Problem requirements —
Reproduce the records below in their entirety, character for character.

Excerpted data —
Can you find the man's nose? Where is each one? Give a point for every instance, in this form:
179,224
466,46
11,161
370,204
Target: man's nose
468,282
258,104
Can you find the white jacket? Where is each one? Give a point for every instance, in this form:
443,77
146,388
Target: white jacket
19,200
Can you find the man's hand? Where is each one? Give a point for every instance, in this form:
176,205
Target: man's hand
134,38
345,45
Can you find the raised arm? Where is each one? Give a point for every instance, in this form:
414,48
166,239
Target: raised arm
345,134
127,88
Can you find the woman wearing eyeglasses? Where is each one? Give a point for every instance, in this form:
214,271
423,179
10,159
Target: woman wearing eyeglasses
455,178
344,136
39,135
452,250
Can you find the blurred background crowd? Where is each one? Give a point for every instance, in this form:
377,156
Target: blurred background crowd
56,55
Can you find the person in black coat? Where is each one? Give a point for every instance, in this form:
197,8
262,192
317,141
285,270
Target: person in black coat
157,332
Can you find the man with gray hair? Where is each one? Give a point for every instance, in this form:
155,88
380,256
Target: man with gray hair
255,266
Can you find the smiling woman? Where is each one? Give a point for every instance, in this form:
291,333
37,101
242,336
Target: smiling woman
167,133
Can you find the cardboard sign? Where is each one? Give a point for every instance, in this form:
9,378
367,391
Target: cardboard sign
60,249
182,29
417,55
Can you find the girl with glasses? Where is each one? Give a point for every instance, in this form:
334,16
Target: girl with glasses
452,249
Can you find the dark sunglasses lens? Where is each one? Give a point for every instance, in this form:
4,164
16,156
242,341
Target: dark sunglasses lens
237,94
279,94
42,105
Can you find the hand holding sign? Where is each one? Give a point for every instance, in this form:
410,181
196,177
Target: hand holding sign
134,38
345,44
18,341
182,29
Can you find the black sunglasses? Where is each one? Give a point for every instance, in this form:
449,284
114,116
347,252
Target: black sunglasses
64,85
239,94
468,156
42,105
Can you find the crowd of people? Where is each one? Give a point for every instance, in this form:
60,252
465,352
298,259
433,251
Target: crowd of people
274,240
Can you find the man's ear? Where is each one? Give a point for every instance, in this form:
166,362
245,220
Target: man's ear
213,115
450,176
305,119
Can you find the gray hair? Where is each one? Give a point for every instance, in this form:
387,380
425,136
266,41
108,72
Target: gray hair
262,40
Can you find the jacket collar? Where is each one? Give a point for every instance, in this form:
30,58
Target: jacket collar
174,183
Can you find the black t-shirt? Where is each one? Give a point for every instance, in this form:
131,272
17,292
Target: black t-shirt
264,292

Solution to the problem —
Can you find the man's nose? Where is each one? Give a point for every instance, in this form:
179,224
466,46
11,161
370,204
Target: man's nose
468,282
258,104
Can you find the white jacket? Where is each one? Give a point for every instance, in this form:
443,77
146,388
Target: white jacket
19,200
Can you find the man's hand? Where is each one? Give a point for every instance, in this form:
176,205
Target: man's hand
134,38
345,45
Can you find the raised arm? Where is each one? Give a point for every instance, in this form:
414,48
166,239
Target: raised arm
345,134
127,88
Can you find the woman wearing eyeglasses? Where is each one? Give a point for every instance, in this form:
214,271
423,179
10,159
Target: woman wearing eyeglasses
455,178
344,136
39,135
452,250
Can you find the blurred background crowd? Where is each one? Give a point for every instance, in this form:
377,156
Target: blurred background crowd
56,55
Can you find the person in black coat? Where is each one? Give a point for every instance, in this form:
197,8
262,192
317,141
285,270
Target: person in black coat
157,332
Can you find the man with gray hair? Where is each one? Give a point for every instance, in this form:
155,88
380,256
Target: man with gray hair
255,266
Can you find the smiling woman? Where is each one? Give a point for every instance, in this form:
291,333
37,101
242,336
Target: smiling woman
167,133
Can you find the cardboard sign? Where is each one? Give a point for every instance, in this form:
9,378
367,391
Target: cardboard sign
60,249
182,29
417,55
Can you find the girl with glasses? Where is each one? Give a point for every instance, in this form:
334,16
Target: girl with glasses
452,249
Can you find the dark sunglasses lens? Where is each one? Give a point for every instance, in this form:
4,164
16,156
242,341
Target: dark sunglasses lens
237,94
279,94
42,105
Can you find the hand holding sign? Where is each one? Give a point for every instance, in this form:
410,181
196,177
Target: hand holding sign
134,38
345,44
18,341
182,29
Can you find the black sunglasses? Where is each one? Give a point for every instance, in this form:
449,284
114,116
347,252
Target: black sunglasses
64,85
239,94
468,156
42,105
Can you find the crowd of people? Where is each one? Give a point for every instance, in this form:
60,252
465,352
298,259
433,251
Target: crowd of people
274,240
Can you find the man's ear? Where is each one? Give a point for every instance, in this form:
166,362
245,220
Target: man's ear
213,115
450,176
305,119
Can you find the gray hair? Where is each one? Give a point for every instance, in this form:
387,380
425,136
266,41
108,72
Target: gray hair
262,40
Can you find the jacket collar? Where is each one? Give a point for every instance, in this form:
30,58
Target: jacket collar
174,183
Can you find the black t-shirt? Where is each one? Give a point for every instance, in this form:
131,272
17,292
Target: black t-shirt
264,292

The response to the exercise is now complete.